===== Text excerpt =====
Vaccine development
Plans for optimising and validating both existing and new vaccine platforms in animal models have been scheduled.
It usually takes several years, and sometimes even decades, to develop effective and safe vaccines against new viruses. In any case, this is too long in the event of an outbreak which can kill numerous people in a very short period of time, as was the case with the Ebola epidemic in 2014. This research area has therefore declared it a goal to develop vaccines within shorter periods of time for outbreaks of this kind. As a result, so-called “vaccine platforms” have been established over the past few years, which are now being tested and gauged for usability. These vaccine platforms use established and ‘defused’ viruses that are already in use for other vaccines, an example being the measles viruses. These are then recombined with corresponding antigens from a new virus and can therefore be rapidly developed into an emergency vaccine. These platforms were also being used in the SARS-CoV-2 pandemic.
Emergency vaccines against coronaviruses, measles and influenza
Vesicular stomatitis virus (VSV) was used to establish such a platform for the Ebola virus, from which a highly effective vaccine with Ebola virus antigens was developed within a short period of time. The vaccine has already been successfully tested on several people. Vaccine candidates have also been generated for the MERS coronavirus which can cause severe respiratory infection in humans. One of these has demonstrated successful protection from the disease in animal models. The vaccine, which is based on modified vaccinia virus Ankara (MVA), has already reached an advanced stage of development in Munich and has been tested in humans for the first time. In addition to this, new vaccines against the Nipah fever and the Crimean-Congo haemorrhagic fever are to be developed.
===== Supplied entries =====
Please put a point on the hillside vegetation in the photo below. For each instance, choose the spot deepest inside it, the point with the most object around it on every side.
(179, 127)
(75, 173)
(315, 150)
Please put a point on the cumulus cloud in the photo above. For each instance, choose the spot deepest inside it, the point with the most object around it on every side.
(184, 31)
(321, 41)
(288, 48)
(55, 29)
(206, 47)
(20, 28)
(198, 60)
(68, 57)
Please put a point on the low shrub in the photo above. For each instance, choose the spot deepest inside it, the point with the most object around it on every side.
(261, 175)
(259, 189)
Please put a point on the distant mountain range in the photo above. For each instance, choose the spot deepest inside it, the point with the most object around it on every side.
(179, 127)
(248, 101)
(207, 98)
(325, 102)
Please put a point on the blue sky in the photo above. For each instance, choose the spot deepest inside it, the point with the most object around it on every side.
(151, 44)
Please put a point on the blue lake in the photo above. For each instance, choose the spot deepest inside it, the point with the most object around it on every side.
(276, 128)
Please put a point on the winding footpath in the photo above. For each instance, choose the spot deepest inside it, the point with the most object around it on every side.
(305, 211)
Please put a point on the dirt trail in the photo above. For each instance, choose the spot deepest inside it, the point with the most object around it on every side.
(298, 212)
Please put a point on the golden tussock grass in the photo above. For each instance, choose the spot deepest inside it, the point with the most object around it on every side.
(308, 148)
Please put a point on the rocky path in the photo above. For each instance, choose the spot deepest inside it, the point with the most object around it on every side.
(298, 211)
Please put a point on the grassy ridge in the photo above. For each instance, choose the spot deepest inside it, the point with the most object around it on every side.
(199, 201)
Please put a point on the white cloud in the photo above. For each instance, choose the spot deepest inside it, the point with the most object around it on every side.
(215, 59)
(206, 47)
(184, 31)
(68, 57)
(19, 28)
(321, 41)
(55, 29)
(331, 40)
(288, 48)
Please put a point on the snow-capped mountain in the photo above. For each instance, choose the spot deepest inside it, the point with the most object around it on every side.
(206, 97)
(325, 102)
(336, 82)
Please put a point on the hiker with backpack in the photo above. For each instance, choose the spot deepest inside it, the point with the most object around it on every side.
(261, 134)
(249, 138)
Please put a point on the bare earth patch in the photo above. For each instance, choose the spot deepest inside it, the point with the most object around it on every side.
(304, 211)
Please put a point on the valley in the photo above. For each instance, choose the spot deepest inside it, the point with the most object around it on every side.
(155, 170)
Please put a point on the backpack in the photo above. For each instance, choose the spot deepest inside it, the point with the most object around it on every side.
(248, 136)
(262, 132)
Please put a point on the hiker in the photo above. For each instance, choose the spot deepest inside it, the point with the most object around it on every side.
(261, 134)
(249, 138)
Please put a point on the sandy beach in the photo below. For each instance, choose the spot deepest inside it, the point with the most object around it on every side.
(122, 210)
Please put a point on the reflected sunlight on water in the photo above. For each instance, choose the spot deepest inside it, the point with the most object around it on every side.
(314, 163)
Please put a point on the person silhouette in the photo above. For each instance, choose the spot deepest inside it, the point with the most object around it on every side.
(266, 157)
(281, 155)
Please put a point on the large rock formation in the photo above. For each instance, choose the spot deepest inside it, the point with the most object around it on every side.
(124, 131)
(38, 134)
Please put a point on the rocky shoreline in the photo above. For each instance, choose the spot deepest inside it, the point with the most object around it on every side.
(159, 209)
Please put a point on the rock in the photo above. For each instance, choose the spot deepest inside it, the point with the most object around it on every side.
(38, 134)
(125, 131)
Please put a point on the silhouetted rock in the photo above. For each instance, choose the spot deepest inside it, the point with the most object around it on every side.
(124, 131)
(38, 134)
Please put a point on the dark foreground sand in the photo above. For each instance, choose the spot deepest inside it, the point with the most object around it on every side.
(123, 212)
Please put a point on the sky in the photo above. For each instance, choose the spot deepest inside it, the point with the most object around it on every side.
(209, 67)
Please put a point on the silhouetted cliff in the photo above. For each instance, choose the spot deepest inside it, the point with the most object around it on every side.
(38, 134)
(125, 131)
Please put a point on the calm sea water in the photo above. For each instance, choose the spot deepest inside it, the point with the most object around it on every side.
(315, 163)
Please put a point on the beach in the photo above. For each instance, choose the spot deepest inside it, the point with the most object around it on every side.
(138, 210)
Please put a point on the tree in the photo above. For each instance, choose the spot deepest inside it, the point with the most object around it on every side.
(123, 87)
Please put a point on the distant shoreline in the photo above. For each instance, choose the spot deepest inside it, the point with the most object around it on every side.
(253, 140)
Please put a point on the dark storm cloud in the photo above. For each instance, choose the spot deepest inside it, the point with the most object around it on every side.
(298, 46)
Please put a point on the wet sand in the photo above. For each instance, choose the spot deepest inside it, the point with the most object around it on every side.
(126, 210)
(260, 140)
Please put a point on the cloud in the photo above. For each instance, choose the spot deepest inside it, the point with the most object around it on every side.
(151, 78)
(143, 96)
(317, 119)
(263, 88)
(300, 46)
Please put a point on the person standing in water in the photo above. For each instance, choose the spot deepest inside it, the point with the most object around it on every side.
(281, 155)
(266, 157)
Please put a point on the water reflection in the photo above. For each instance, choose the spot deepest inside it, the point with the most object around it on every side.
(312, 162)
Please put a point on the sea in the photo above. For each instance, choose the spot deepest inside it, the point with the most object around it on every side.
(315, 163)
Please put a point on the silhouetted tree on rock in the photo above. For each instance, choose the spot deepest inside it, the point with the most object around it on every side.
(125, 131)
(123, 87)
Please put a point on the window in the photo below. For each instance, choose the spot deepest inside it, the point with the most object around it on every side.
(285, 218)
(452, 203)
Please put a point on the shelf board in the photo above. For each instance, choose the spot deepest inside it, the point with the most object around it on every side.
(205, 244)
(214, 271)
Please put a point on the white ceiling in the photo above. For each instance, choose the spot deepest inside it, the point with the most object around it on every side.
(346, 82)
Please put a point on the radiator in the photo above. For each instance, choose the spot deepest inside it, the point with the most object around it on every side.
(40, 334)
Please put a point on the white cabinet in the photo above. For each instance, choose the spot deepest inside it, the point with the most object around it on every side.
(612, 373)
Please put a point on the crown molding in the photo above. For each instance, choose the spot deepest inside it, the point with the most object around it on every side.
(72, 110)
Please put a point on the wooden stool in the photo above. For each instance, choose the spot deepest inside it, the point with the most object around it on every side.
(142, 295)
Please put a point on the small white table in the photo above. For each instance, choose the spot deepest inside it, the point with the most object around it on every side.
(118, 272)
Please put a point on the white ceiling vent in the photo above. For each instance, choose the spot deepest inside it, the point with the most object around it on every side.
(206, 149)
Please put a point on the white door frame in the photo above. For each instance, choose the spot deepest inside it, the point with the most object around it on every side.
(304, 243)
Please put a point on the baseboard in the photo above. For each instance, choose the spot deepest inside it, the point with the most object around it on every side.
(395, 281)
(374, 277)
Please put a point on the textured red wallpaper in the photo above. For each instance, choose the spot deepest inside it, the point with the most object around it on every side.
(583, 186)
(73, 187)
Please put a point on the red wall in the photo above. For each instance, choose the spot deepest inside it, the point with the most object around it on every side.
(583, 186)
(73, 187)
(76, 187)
=====
According to the vaccine development text, which virus was used to establish a platform for the Ebola virus? The listing was taken from a separate source and has no connection to the vaccine development text.

Vesicular stomatitis virus (VSV)